PROVIDED PASSAGE
When taking the test, applicants are given five hours, 40 minutes to complete the 150 multiple choice questions. The AAPC schedules tests in different cities as examiners offer it. For example, in March 2016, the test is scheduled to be given in Chula Vista and San Francisco, then in April, it’s scheduled for West Los Angeles, Chula Vista, Pasadena, and San Diego.
Keeping up with Your Medical Billing and Coding Certification in CA
After you are certified, employers will require medical coders and billers to maintain their certification, typically every 2 years. AAPC requires 36 units of continuing education units (CEUs) every two years to keep your certification current. CEUs can be earned through webinars online, events with local chapters, and national events. In California, some chapters may be more active than others. The Chula Vista AAPC Chapter is very active. Not only does it offer the exam at regular times throughout the year, it also holds regular meetings with professional speakers where members and non-members can earn CEUs. In September, a regional conference will be held in Anaheim.

(Stored data entries)
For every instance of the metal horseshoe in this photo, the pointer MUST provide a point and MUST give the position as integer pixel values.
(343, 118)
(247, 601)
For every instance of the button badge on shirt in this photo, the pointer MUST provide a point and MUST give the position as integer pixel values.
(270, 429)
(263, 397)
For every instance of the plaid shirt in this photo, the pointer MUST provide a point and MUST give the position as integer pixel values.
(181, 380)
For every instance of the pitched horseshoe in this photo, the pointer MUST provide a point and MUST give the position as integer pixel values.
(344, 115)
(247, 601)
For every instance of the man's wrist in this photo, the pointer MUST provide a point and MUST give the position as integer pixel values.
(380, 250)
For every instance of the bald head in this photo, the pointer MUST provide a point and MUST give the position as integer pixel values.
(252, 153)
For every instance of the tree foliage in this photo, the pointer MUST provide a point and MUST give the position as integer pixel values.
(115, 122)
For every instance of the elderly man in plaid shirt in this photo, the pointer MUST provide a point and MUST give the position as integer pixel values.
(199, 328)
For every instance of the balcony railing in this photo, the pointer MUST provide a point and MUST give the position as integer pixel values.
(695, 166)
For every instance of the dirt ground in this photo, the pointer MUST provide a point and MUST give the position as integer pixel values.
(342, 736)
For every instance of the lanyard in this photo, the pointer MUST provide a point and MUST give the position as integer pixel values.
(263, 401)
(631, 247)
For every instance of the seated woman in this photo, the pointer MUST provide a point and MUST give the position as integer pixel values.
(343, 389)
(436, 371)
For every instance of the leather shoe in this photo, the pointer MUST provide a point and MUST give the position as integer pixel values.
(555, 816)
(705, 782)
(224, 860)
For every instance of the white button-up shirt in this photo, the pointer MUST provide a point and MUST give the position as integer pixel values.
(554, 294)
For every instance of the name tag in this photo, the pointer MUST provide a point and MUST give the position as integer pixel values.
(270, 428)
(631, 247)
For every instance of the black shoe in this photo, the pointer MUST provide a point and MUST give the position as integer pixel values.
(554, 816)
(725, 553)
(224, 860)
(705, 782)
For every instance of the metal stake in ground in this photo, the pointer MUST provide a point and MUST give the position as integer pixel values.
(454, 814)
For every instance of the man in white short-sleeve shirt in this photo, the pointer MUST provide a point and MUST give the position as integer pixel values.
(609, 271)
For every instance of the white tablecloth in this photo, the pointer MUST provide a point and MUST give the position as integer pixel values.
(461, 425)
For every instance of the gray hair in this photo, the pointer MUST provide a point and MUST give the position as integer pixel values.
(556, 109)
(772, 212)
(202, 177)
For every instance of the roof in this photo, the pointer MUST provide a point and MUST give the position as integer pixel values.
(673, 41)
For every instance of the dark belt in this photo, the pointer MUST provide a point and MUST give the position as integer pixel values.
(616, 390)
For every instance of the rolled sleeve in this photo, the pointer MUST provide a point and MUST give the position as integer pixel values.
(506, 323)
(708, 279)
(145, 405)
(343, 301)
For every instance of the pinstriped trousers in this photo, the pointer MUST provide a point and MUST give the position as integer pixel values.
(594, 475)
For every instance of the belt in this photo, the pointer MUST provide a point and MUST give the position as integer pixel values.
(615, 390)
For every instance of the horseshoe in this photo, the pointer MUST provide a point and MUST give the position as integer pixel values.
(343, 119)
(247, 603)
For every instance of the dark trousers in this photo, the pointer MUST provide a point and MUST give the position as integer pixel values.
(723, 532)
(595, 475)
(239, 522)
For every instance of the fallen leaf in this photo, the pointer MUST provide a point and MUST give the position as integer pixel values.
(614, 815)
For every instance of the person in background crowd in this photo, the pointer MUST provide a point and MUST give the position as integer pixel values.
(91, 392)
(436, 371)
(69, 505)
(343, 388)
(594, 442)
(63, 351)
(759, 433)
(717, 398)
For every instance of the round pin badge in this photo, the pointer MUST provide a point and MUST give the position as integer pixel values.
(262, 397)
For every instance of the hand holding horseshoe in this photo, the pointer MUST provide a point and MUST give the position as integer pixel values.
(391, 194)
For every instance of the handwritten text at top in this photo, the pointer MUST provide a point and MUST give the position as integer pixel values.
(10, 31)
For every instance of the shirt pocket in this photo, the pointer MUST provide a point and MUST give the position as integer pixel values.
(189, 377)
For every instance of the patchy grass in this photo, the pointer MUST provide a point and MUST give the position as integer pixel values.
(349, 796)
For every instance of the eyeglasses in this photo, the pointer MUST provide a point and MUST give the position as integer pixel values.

WORK TASK
Decide whether each statement below agrees with the passage on medical billing and coding certification in California, answering yes or no and quoting the words of the passage that settle it. (a) Applicants get five hours, 40 minutes for 150 multiple choice questions. (b) AAPC requires 36 CEUs each year. (c) Only members can earn CEUs at the Chula Vista chapter's meetings.

YOUR RESPONSE
(a) Yes: "applicants are given five hours, 40 minutes to complete the 150 multiple choice questions"
(b) No: "AAPC requires 36 units of continuing education units (CEUs) every two years"
(c) No: "where members and non-members can earn CEUs"